The Senate voted 48-43 this week to reject a resolution that would have blocked implementation of a regulator’s revamp of the Community Reinvestment Act – a revamp critics say guts the act and opens huge loopholes for banks.

The CRA, passed in 1977, requires banks to serve the communities in which they are located – meaning lending in low- and moderate-income neighborhoods. In May, the Office of the Comptroller of the Currency issued what it called a “modernized framework” for the CRA. The OCC said that the new rule moved from a “primarily subjective” system of defining CRA compliance to one that was “primarily objective.”

However, critics said the rule opened huge loopholes for banks. For example, the rule allows CRA credit to be given for activities in low- to moderate-income (LMI) qualified Opportunity Zones – but does not ensure that these activities promote community development that includes affordable housing or small-business development. That could lead, critics say, to banks receiving CRA funding for building, for example, luxury condos in an Opportunity Zone – an activity of little or no benefit to LMI residents.

* [Instructions for the task]
Return the passage about the Senate vote on the Community Reinvestment Act rule word for word, in full.

[Natural-language descriptions of regions]

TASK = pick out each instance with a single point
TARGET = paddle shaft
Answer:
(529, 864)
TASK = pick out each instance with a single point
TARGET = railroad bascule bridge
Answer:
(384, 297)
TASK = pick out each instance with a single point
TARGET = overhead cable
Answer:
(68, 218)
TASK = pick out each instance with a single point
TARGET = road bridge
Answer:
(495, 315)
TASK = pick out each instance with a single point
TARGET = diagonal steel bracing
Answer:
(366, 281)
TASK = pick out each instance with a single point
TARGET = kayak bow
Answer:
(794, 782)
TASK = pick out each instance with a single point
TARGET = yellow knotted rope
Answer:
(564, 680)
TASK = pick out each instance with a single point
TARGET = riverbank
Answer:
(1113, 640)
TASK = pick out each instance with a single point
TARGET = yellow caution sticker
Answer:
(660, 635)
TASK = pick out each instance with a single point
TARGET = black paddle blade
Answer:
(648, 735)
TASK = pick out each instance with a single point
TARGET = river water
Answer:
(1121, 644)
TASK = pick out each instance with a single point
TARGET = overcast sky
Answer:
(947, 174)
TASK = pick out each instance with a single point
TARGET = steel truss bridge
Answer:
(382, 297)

* [Reply]
The Senate voted 48-43 this week to reject a resolution that would have blocked implementation of a regulator’s revamp of the Community Reinvestment Act – a revamp critics say guts the act and opens huge loopholes for banks.

The CRA, passed in 1977, requires banks to serve the communities in which they are located – meaning lending in low- and moderate-income neighborhoods. In May, the Office of the Comptroller of the Currency issued what it called a “modernized framework” for the CRA. The OCC said that the new rule moved from a “primarily subjective” system of defining CRA compliance to one that was “primarily objective.”

However, critics said the rule opened huge loopholes for banks. For example, the rule allows CRA credit to be given for activities in low- to moderate-income (LMI) qualified Opportunity Zones – but does not ensure that these activities promote community development that includes affordable housing or small-business development. That could lead, critics say, to banks receiving CRA funding for building, for example, luxury condos in an Opportunity Zone – an activity of little or no benefit to LMI residents.